- **TASK DETAILS**
Lay out the listing below as a two-column CSV with the header "prompt,points": give each request its own row, put its text and its answer each in a single quoted field, and replace any line breaks with spaces.

* * * *

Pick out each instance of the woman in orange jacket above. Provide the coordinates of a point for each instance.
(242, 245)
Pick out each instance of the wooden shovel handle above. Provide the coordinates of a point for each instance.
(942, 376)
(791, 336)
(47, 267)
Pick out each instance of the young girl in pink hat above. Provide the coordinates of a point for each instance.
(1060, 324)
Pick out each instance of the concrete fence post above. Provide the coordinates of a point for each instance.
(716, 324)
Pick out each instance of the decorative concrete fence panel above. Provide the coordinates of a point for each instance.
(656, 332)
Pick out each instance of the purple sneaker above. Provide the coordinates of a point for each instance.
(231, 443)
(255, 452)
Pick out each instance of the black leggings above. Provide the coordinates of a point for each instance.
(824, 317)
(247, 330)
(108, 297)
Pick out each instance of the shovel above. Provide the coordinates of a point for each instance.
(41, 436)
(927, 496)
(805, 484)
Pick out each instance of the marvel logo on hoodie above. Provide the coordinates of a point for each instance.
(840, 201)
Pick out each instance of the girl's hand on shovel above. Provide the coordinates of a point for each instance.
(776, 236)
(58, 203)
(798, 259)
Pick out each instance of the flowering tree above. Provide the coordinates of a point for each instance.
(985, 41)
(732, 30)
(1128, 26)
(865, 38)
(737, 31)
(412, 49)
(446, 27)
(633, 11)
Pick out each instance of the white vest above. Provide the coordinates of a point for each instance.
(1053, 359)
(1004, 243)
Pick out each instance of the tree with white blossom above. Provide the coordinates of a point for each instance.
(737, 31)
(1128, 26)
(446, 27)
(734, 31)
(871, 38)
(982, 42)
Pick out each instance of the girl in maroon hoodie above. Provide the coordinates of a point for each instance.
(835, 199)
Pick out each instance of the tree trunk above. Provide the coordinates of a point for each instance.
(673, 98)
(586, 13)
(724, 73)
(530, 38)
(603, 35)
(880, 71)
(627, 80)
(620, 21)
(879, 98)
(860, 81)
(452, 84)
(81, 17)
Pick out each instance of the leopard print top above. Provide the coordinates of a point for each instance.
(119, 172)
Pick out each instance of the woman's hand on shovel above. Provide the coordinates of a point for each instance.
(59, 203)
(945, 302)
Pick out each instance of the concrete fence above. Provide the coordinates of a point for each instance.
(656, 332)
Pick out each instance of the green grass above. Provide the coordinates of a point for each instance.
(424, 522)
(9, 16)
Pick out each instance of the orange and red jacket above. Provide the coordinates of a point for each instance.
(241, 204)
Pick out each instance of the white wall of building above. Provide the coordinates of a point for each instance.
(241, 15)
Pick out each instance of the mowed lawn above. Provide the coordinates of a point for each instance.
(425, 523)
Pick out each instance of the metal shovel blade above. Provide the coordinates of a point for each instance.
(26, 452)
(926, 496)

* * * *

- **TASK SOLUTION**
prompt,points
"Pick out each instance of the woman in orange jacket above. Provide the coordinates of a point for each instance.","(242, 245)"
"Pick out each instance of the wooden shovel handle above. Provide the coordinates of a point for each instance.","(942, 376) (791, 336) (47, 267)"
"Pick out each instance of the young girl in pink hat above. Provide the coordinates of a point for each instance.","(1060, 324)"
"Pick out each instance of the concrete fence post above. Provide the coordinates of a point for each instance.","(716, 324)"
"Pick out each instance of the decorative concrete fence panel above. Provide the coordinates of a point for each instance.","(656, 332)"
"Pick out each instance of the purple sneaker above. Provide the coordinates of a point for each instance.","(231, 443) (255, 452)"
"Pick out each instance of the black leggings above. Provide the coordinates of a point for each instance.","(824, 317) (247, 330) (108, 297)"
"Pick out each instance of the shovel above. Provide the coordinates of a point for each instance.","(41, 436) (927, 496) (805, 484)"
"Pick out each instance of the marvel logo on hoodie above. Provide the coordinates of a point for each instance.","(840, 201)"
"Pick out each instance of the girl's hand on shovel above. Provide the coordinates of a point for each instance.","(776, 236) (58, 203) (798, 259)"
"Pick out each instance of the flowering tree above. Provide the coordinates of a point for each instance.","(985, 41) (732, 30) (1128, 26) (865, 38) (737, 31) (412, 49) (446, 27) (633, 11)"
"Pick out each instance of the white vest above. Provide the coordinates of a point for each instance.","(1053, 359) (1004, 243)"
"Pick out each instance of the tree with white blossom above. Provide the coordinates of a point for each instance.","(737, 31) (1128, 26) (446, 27) (734, 31) (871, 38) (982, 42)"
"Pick out each instance of the girl in maroon hoodie above. Provide the coordinates of a point for each instance.","(835, 199)"
"Pick out each instance of the tree trunk above. Provide the coordinates of a point for each instance.","(673, 98) (586, 13) (724, 73) (530, 38) (603, 35) (880, 71) (627, 80) (620, 21) (879, 98) (860, 81) (452, 84) (81, 17)"
"Pick out each instance of the leopard print top above. Provide the coordinates of a point for each instance.","(119, 172)"
"Pick out each instance of the woman's hand on shovel above. Provide the coordinates of a point for each instance.","(59, 203) (945, 302)"
"Pick out each instance of the concrete fence above. Provide the coordinates of a point for each instance.","(656, 332)"
"Pick out each instance of the green grass above. Provide the coordinates of a point for each instance.","(424, 522) (9, 16)"
"Pick out each instance of the orange and red jacket above. Provide the coordinates of a point for each instance.","(241, 204)"
"Pick out each instance of the white wall of building above. Provide the coordinates of a point for each instance.","(241, 15)"
"Pick out each instance of the mowed lawn above. Provide the coordinates of a point for each instance.","(425, 523)"
"Pick out each instance of the metal shovel blade above. Provide the coordinates of a point for each instance.","(26, 452) (926, 496)"